Written instruction: Starting from the line containing "Draw the outline of every instance of the man", write out every remaining line exactly, the last one included.

Excerpts of annotation records
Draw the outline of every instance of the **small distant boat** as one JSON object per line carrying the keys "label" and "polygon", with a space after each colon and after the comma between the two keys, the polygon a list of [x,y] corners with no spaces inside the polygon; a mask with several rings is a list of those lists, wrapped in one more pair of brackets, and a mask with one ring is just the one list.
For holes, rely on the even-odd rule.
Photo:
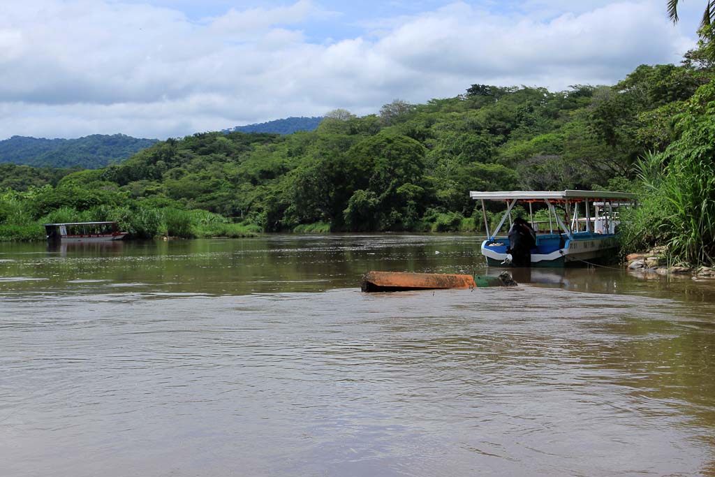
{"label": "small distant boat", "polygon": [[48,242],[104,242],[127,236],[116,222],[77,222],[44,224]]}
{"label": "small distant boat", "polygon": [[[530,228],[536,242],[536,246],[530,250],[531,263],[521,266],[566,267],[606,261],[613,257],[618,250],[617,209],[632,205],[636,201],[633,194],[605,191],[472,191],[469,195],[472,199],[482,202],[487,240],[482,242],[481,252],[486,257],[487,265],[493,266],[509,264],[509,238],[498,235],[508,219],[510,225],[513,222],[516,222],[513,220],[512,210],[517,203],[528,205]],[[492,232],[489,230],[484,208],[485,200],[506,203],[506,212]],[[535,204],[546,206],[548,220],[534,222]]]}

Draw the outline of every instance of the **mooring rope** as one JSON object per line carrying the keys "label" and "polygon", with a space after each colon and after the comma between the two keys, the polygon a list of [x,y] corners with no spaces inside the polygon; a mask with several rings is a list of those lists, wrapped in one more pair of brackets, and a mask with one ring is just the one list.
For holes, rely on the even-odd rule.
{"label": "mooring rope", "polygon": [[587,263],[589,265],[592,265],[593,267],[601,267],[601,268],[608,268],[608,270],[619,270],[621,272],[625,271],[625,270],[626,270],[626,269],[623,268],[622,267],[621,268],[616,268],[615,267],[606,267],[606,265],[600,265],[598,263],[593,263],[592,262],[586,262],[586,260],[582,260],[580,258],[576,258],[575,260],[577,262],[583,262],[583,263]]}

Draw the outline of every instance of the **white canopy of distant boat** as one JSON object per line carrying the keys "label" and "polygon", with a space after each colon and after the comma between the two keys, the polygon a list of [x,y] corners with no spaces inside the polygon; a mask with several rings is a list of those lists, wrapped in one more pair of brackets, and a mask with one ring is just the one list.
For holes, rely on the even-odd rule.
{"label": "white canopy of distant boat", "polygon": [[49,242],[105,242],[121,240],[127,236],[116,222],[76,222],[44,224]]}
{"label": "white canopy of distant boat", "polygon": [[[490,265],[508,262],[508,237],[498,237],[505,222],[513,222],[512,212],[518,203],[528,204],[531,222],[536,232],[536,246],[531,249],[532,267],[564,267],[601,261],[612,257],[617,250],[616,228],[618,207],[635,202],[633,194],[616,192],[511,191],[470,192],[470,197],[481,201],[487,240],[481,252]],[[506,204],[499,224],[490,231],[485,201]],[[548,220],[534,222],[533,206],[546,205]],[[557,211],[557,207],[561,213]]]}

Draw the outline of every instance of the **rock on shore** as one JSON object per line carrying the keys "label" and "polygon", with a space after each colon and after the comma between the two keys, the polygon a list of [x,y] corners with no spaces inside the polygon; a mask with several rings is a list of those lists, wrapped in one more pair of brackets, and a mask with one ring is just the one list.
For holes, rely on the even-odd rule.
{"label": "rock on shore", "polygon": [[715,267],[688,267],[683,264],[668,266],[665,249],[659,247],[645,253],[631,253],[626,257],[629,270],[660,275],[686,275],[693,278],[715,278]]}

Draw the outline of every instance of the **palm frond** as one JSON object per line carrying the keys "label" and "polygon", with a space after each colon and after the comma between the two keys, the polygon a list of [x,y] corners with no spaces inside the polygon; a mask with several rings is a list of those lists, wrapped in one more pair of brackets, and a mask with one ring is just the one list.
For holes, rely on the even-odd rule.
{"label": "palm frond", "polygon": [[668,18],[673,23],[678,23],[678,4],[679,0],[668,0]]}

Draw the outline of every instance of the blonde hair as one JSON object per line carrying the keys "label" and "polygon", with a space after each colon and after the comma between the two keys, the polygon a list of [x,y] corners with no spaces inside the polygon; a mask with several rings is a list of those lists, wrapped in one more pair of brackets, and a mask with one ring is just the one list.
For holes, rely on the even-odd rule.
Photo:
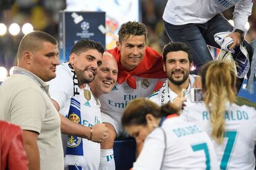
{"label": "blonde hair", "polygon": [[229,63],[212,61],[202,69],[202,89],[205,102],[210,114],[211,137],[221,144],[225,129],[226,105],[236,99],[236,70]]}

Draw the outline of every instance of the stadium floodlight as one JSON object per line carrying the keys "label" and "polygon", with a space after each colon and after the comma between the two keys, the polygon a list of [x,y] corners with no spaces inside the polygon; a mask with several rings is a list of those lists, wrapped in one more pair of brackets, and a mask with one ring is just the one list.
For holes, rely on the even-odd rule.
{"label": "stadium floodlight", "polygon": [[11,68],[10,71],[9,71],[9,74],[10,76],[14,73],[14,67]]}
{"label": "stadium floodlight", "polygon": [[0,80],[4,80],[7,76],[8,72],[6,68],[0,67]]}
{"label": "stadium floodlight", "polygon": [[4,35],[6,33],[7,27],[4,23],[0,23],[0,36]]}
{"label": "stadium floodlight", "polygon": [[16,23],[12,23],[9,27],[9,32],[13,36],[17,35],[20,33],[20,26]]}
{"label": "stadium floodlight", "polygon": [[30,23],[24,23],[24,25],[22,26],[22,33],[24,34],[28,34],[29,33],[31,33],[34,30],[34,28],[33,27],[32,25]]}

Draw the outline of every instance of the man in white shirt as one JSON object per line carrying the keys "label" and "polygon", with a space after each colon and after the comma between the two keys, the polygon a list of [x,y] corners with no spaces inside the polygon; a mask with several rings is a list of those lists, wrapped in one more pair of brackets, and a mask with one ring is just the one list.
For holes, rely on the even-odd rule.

Full solution:
Draw the outline of every instance of the man in white shirt as one JSON object per line carrying the keys "label" and "polygon", with a space after each colon and after the comma between the two keys, the polygon a list of [x,y] corners with no spaces inside the polygon; a mask with several rings is a list of those lists, wrapped in one more pair of brackets, and a mask with one ring is just the one list.
For holes, rely on the even-odd rule.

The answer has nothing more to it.